• **RAW DATA**:
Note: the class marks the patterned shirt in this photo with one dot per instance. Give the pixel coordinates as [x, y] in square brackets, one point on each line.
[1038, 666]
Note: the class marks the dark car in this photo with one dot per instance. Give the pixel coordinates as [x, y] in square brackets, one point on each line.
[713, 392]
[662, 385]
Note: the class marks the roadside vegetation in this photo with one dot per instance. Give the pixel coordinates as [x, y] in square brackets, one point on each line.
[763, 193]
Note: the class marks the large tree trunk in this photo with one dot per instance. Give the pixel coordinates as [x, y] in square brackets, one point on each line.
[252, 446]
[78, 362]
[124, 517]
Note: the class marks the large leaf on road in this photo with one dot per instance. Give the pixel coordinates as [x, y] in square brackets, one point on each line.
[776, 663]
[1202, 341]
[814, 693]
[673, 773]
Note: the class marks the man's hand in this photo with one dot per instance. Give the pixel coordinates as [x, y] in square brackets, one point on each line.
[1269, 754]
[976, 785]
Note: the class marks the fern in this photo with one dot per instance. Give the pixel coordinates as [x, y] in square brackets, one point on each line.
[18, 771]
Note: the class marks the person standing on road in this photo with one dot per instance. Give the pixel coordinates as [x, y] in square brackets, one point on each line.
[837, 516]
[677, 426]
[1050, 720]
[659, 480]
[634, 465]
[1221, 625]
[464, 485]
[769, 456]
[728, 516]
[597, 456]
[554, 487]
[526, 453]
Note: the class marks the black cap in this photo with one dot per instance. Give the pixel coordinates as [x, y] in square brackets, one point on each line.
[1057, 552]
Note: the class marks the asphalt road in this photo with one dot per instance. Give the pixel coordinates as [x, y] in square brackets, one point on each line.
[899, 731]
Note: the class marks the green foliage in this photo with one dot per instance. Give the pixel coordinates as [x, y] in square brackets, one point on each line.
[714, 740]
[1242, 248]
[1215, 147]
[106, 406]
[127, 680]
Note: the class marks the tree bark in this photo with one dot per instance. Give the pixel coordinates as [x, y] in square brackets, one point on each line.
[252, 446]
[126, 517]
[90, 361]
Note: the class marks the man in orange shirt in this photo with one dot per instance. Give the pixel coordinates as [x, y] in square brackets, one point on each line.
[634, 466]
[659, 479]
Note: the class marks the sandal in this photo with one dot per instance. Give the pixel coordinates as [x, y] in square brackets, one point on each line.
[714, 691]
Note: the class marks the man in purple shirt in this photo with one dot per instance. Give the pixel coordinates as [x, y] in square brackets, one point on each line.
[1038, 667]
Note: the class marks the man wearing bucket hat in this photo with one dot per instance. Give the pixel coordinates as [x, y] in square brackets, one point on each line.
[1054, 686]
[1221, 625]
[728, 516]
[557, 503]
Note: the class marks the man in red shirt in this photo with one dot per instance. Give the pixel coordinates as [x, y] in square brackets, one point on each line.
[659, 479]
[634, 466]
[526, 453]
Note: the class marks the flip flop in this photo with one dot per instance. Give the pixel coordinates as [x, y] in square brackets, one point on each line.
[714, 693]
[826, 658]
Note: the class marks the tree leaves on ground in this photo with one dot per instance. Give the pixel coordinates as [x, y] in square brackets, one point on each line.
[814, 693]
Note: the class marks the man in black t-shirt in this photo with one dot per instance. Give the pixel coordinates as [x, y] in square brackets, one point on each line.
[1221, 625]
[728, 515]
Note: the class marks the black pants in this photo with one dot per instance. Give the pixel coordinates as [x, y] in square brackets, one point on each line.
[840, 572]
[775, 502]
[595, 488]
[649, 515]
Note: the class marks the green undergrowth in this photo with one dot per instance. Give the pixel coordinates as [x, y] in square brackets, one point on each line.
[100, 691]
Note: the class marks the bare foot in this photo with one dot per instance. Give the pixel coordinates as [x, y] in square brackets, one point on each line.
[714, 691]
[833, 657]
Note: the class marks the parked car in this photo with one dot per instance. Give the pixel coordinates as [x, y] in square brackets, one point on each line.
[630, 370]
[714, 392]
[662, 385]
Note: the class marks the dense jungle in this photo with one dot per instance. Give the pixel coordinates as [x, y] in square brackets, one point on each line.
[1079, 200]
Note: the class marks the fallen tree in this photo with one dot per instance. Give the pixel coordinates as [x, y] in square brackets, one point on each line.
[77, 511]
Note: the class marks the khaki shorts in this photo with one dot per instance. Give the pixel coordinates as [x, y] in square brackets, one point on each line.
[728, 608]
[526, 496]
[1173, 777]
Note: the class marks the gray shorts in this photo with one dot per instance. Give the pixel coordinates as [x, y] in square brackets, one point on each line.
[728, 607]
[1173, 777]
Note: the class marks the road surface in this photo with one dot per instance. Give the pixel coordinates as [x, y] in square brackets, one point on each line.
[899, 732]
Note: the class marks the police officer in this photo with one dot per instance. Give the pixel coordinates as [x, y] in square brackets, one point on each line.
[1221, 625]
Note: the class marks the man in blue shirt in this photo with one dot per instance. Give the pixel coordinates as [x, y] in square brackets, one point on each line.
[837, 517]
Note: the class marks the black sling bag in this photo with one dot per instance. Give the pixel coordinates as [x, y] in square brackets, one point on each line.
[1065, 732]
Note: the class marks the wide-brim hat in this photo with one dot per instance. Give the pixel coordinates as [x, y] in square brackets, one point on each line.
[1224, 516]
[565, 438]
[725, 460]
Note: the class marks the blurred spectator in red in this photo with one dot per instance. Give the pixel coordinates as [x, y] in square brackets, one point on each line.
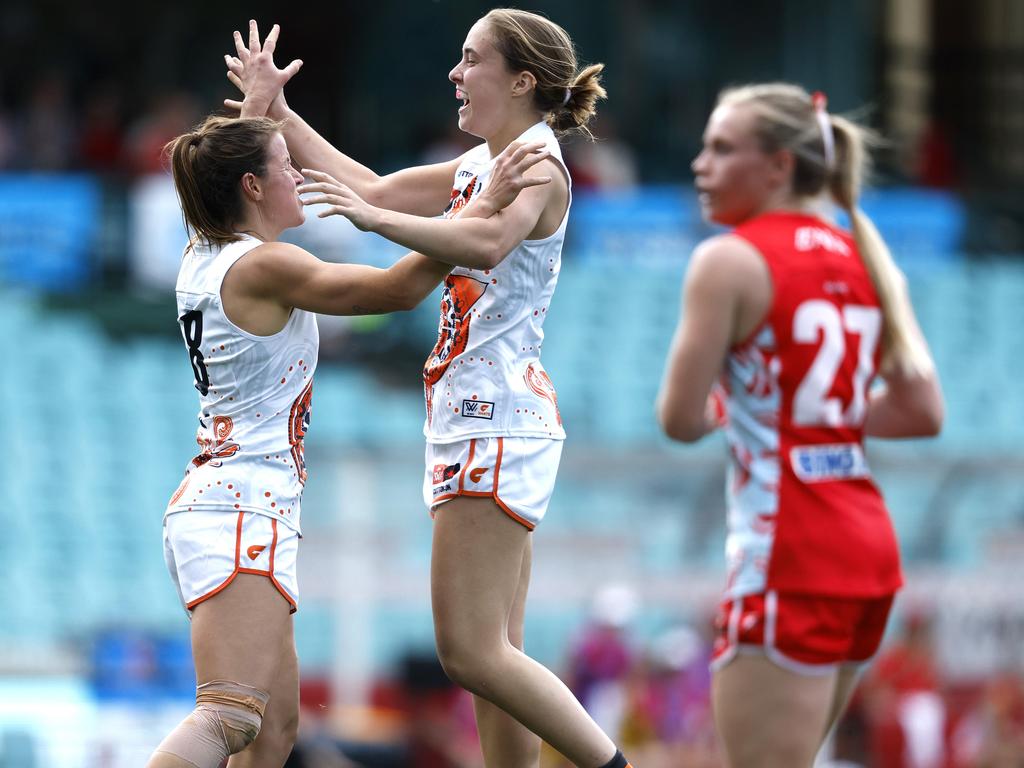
[903, 702]
[100, 143]
[992, 734]
[46, 134]
[173, 115]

• **WHAT IS NEEDED**: For this exercise, return every entry verbatim and omit all pictures.

• **ANSWER TO THIS EXERCISE**:
Note: the class marks the patterned shirt in this photo with one dot per instance. Give the pixel coordinates as [x, y] in square brackets, one point on each line.
[1038, 666]
Note: the class marks the dark car in this photo with one dot per instance. Give the pixel coordinates as [x, y] in square brackets, one point on each line.
[713, 392]
[662, 385]
Note: the class marks the roadside vegetation in this photo with one dot per instance. Give the pixel coordinates as [x, y] in square brackets, one point on each line.
[763, 193]
Note: the class marks the large tree trunk in this photo with one dot per instance. Give the pixel coordinates as [x, y] in square brackets, one point on each line.
[252, 446]
[78, 362]
[124, 517]
Note: the class marks the large leaf on road in this photo with one dot per instance. Give the pixel coordinates as [x, y] in square brackets, one point on each line.
[776, 663]
[1202, 341]
[814, 693]
[673, 773]
Note: the class marks the man's hand in this photo with one dot per instance. Give the pixel coordinates as [x, y] in square brackets, one point on each line.
[1269, 754]
[976, 785]
Note: the class marks the fern in this photo with one dot per instance. Give the pixel coordinates as [x, y] in square brackets, one point on each line.
[18, 771]
Note: the class marks the person standing on road in this photo with one dot per instance. Give the pixel coordinates as [x, y] in square brackets, one point on each line.
[837, 516]
[677, 426]
[1050, 720]
[659, 480]
[634, 465]
[1221, 625]
[464, 485]
[769, 456]
[728, 516]
[597, 456]
[554, 487]
[526, 453]
Note: the class marks the black cap in this photo with one dot per instance. Give the pixel coordinates as [x, y] in square brackets, one point on each line.
[1057, 552]
Note: the class marks the asphalt road in this photo with one dot per instance. Give the pixel coordinates as [x, y] in square brackets, one point on each line.
[899, 731]
Note: the class marks the green foliage in this photo with one dot per instance. Give the pixel coordinates as [x, y] in square brackets, one point on each line.
[714, 740]
[1242, 248]
[1215, 147]
[106, 406]
[127, 680]
Note: the class marks the tree bark in this photo with one dot per instance. Give the pixel coordinates as [x, y] in square brackets, one point on each line.
[252, 446]
[126, 517]
[90, 361]
Note: the class marks the man in orange shirt in this photo with one dot per instance. Give the pixel coordinates as [x, y] in square brackets, one point on each line.
[634, 466]
[659, 479]
Note: the class marks the sandal in this photo with one dot per instance. Give the pixel coordinates as [x, y] in square brackets, one point on each line.
[714, 691]
Note: the class marks the man in purple shirt in this photo with one dot per instance. Give the pixel coordinates as [x, y] in square brackets, one point on each line.
[1038, 667]
Note: the class marks the man wearing bucket hat in this photo with one dot per instance. Give the pixel coordinates as [x, y] in square brackets, one point on each line.
[1054, 686]
[1221, 625]
[728, 516]
[557, 503]
Note: the class marks the man in red shirt in this photo with one dot per instance. Give the pixel coordinates as [x, y] in square brackets, one point on each line.
[659, 479]
[634, 466]
[526, 453]
Note: the class marks the flip flop in this photo with one dot per instance. Give the pixel coordinates as [x, y] in square brackets, one point on each line.
[714, 693]
[826, 658]
Note: the class marks the tree leaves on ground in this photo with one dot per instance. Give the pixel coordinates as [x, y] in square brackets, one point on each line.
[814, 693]
Note: the class marks the man in black t-shirt in this photo with one dot per instance. Give the pixel coordinates as [x, y] in square brackets, one point on each line.
[1221, 625]
[728, 515]
Note: the class marks the black pants in this photo with one dot per instance. Give the pixel coordinates as [x, y] in square brackets, one point on each line.
[840, 572]
[775, 502]
[595, 488]
[649, 515]
Note: the class marks the green undergrowth in this photo with one dot per instance. Give the pixel coordinates as [x, y] in square brackets, one point on each line.
[100, 691]
Note: the class marks the bare foot in this photo with one dot per instance. Give the pixel coordinates as [x, y] in square brackets, one point on each line.
[714, 691]
[833, 657]
Note: the class marks the parked car in this photo with one dot per instance. Give the pixel coordinates as [x, y] in square brackets, one point on each line.
[630, 370]
[714, 392]
[662, 385]
Note: the class marks the dense jungle in this photo with one dot per instance. Give the pixel coordinates as [x, y] in square brackets, one point on each line.
[1079, 200]
Note: the class marks the fallen tree in this photo with one dot per instance. Give the pixel coordinates as [x, y] in square brackets, one point on each line.
[77, 511]
Note: the class marks the khaki shorts in this photo with one dot per instance. Give the pixel coordinates as [x, y] in square brackets, one point on each line.
[728, 608]
[526, 496]
[1173, 777]
Note: the class marks the gray shorts in this photo with one dot per instance. Give the pixel coordinates as [x, y] in square brackets, one point on each line.
[728, 607]
[1173, 777]
Note: the class marks the road surface in this photo with one dot per instance. Give the pixel coordinates as [x, y] in square brackets, one point on each line.
[899, 732]
Note: the class marks the police officer in this photo with one dot per instance. Give the pixel coordinates as [x, y] in square brackets, one point on each line.
[1221, 625]
Note: the class marks the man in blue shirt in this photo with one dot per instance. Give the pixel coordinates as [x, y] in square brackets, one point on each line.
[837, 517]
Note: the class marks the black sling bag in this photo with one dot per instance. Give the pixel coordinates as [x, y] in square brackets, one point on each line.
[1065, 732]
Note: the class marks the wide-brim hat in this photo with one dot per instance. Give the pixel coordinates as [x, y] in square brackets, one point on each line.
[1224, 516]
[565, 438]
[725, 460]
Note: the class marks the blurred spectator in red in this photo with one dot per instance. Give the pixel coordinates as [x, y] in square brackets, one point on each line.
[903, 702]
[100, 143]
[992, 734]
[46, 134]
[173, 115]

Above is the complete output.